§ **Questions**:
1) In the passage about women's careers and credit in the 1970s, what did a woman need before the Equal Credit Act to get a bank loan?
2) Carry on the passage about women's careers and credit in the 1970s from its last sentence.

§ **Document excerpt**:
---------------

It was very difficult to achieve income parity in 1972 because professional careers were mostly closed to women - the admissions gurus wouldn't let us into medical school, law school, engineering school, etc., etc., etc. The argument for limiting access to women to the kinds of education which had high ticket salaries was two fold: (1) they are taking the place of men who need to earn a living for their families and (2) they'll just get pregnant and leave the workforce - why invest?
And, to round off the equation, women (prior to the Equal Credit Act) could not get a bank loan without the cosignature of a husband or father or other male relative. The same went for buying a car, trying to buy a house, or getting a credit card only in the woman's name. The Equal Credit Act changed all of that misogynistic financial stranglehold. The first thing I did at age 24 was get an American Express Card in MY OWN NAME. It's difficult for young women to understand while our country claims to have 'liberty and justice for ALL', when it comes to females, obtaining liberty and justice has been and continues to be a fight.

---------------

Saved dataset entries
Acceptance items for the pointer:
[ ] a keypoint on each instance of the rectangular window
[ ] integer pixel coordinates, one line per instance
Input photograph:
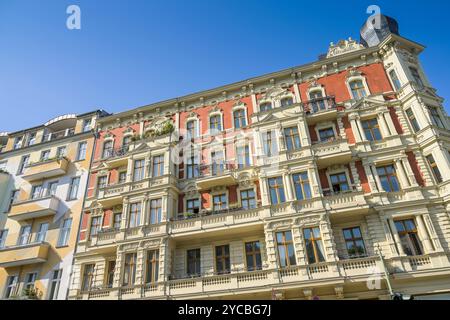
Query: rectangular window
(388, 178)
(434, 169)
(138, 170)
(129, 272)
(88, 277)
(371, 129)
(73, 189)
(286, 252)
(42, 233)
(412, 120)
(314, 246)
(81, 153)
(24, 235)
(64, 233)
(409, 237)
(135, 215)
(152, 267)
(292, 138)
(339, 182)
(223, 259)
(158, 166)
(248, 199)
(243, 156)
(155, 211)
(354, 242)
(54, 285)
(253, 255)
(302, 186)
(193, 262)
(276, 189)
(220, 202)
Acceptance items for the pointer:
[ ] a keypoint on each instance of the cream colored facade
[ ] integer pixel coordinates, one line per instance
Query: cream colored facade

---------------

§ **Answers for this exercise**:
1) The cosignature of a husband, father, or other male relative.

2)
Currently legislatures around the country are filled with angry men, mostly white, but really MAGA American men who are pissed off that they have to compete in the economic arena not only with other men who are not white, but also with women. Currently, young women are winning the economic race. They are getting more education, and thus, are more prepared for the new economy. Young men seem to be dropping out and signing off. Slightly older women are successfully managing challenging careers and having children. Women in my age group are cheering them on feeling these gains for women are the result of all the barriers we broke down.
Well, if you can't compete with women straight up, what do you do? You begin to legally restrict women's rights. You comb the books looking for laws which will accomplish the result of pushing women off the playing field by any measure which can be gotten away with. For example, in Arizona you resurrect an 1864 law banning virtually all abortions. The law was finally repealed this year by ONE VOTE.
Get ready for the Comstock Act: This is a federal law passed in 1873. It originally banned sending obscene material through the US Postal Service. Disseminating information about conception or abortion was considered an obscenity. Enter into the picture Margaret Sanger.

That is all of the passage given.